Turn the data below into a JSON list of strings, with one string per line and any blank lines left out.

════

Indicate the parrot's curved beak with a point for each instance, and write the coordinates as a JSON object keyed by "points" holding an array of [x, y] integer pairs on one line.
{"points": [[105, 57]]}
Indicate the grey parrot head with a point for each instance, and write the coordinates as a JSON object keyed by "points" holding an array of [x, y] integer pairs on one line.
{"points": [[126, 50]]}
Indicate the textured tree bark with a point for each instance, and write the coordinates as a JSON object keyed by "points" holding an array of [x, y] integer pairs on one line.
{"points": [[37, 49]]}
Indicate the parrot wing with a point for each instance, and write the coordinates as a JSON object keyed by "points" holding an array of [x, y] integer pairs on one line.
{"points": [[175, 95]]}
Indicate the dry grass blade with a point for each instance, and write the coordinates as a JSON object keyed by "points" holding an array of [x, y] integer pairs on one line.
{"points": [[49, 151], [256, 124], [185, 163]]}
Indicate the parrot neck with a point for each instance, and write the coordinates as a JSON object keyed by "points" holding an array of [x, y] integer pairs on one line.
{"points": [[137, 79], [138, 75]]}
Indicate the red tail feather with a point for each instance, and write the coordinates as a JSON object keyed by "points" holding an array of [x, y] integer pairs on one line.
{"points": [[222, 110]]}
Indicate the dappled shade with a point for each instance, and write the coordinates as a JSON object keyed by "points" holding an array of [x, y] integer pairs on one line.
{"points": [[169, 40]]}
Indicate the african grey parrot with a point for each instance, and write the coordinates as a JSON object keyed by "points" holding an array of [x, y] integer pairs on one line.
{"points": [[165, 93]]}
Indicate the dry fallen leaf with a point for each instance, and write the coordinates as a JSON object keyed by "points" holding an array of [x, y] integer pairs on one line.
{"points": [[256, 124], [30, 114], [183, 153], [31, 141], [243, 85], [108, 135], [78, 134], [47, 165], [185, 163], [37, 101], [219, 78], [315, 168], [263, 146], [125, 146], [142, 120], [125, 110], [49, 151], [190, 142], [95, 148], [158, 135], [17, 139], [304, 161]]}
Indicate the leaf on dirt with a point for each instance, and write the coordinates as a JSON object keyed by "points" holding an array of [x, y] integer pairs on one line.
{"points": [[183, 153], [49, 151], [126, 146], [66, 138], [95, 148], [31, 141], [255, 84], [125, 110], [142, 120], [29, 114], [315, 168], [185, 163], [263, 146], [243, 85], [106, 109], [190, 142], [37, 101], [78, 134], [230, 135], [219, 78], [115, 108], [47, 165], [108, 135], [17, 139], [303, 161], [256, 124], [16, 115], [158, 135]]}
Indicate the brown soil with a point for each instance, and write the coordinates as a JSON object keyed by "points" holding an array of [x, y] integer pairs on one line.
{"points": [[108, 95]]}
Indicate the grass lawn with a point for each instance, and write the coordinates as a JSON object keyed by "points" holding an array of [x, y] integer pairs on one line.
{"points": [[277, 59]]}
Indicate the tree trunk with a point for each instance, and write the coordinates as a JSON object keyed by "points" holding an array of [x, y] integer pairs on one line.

════

* _Finished exercise_
[
  "Indicate the parrot's curved beak with a point for each instance, and write the coordinates as a JSON object keyed by \"points\" holding an array of [x, y] integer pairs on one line.",
  "{\"points\": [[105, 57]]}",
  "Indicate the grey parrot head with a point for each instance, and write the coordinates as a JSON object keyed by \"points\" holding an array of [x, y] integer pairs on one line.",
  "{\"points\": [[126, 50]]}",
  "Indicate the textured tree bark with a point for each instance, and write the coordinates as a JSON object keyed by \"points\" holding an array of [x, y] integer pairs on one line.",
  "{\"points\": [[37, 49]]}",
  "Indicate the parrot wing with a point for each instance, and write the coordinates as a JSON object keyed by \"points\" holding an array of [x, y] integer pairs on one line.",
  "{\"points\": [[175, 95]]}",
  "Indicate the dry grass blade with a point for each instance, and write the coordinates as a JSON object keyed by \"points\" holding an array of [x, y] integer pairs on one line.",
  "{\"points\": [[49, 151], [256, 124], [185, 163]]}",
  "Indicate the parrot neck with a point for each instance, and write the coordinates as a JSON object keyed by \"points\" holding an array of [x, y] integer pairs on one line.",
  "{\"points\": [[137, 79], [138, 75]]}",
  "Indicate the red tail feather with a point for each instance, and write the coordinates as a JSON object keyed by \"points\" holding an array of [x, y] integer pairs on one line.",
  "{\"points\": [[222, 110]]}",
  "Indicate the dappled shade with a point for each instance, and write the coordinates as a JSON object keyed by \"points\" holding an array of [x, y] integer pairs on one line.",
  "{\"points\": [[169, 40]]}",
  "Indicate the african grey parrot with a point for each instance, and write the coordinates as a JSON object keyed by \"points\" holding an array of [x, y] integer pairs on one line.",
  "{\"points\": [[165, 93]]}",
  "Indicate the dry fallen leaf with a point for each instance, and write the coordinates as a JSON object keyed by \"points\" holding an array of [x, y] integer pairs on one line.",
  "{\"points\": [[256, 124], [30, 114], [183, 153], [31, 141], [243, 85], [108, 135], [78, 134], [47, 165], [185, 163], [37, 101], [219, 78], [315, 168], [263, 146], [125, 146], [142, 120], [125, 110], [49, 151], [190, 142], [95, 148], [158, 135], [17, 139], [304, 161]]}",
  "Indicate the leaf on dirt with a point for each instance, and write the coordinates as a JSON object keyed by \"points\" holding an array of [x, y] integer pairs on one line.",
  "{\"points\": [[183, 153], [49, 151], [126, 146], [66, 138], [95, 148], [31, 141], [255, 84], [125, 110], [142, 120], [29, 114], [315, 168], [185, 163], [263, 146], [243, 85], [106, 109], [190, 142], [37, 101], [78, 134], [230, 135], [219, 78], [115, 108], [47, 165], [108, 135], [17, 139], [303, 161], [256, 124], [16, 115], [158, 135]]}",
  "Indicate the brown soil with a point for each instance, and write the coordinates as a JSON object keyed by \"points\" holding an array of [x, y] integer pairs on one line.",
  "{\"points\": [[108, 95]]}",
  "Indicate the grass lawn with a point for each instance, and write the coordinates as a JSON object keyed by \"points\" holding an array of [x, y] integer pairs on one line.",
  "{\"points\": [[277, 59]]}",
  "Indicate the tree trunk with a point for each instance, and write the coordinates as a JSON object keyed by \"points\" holding an array of [x, y] integer pairs on one line."
]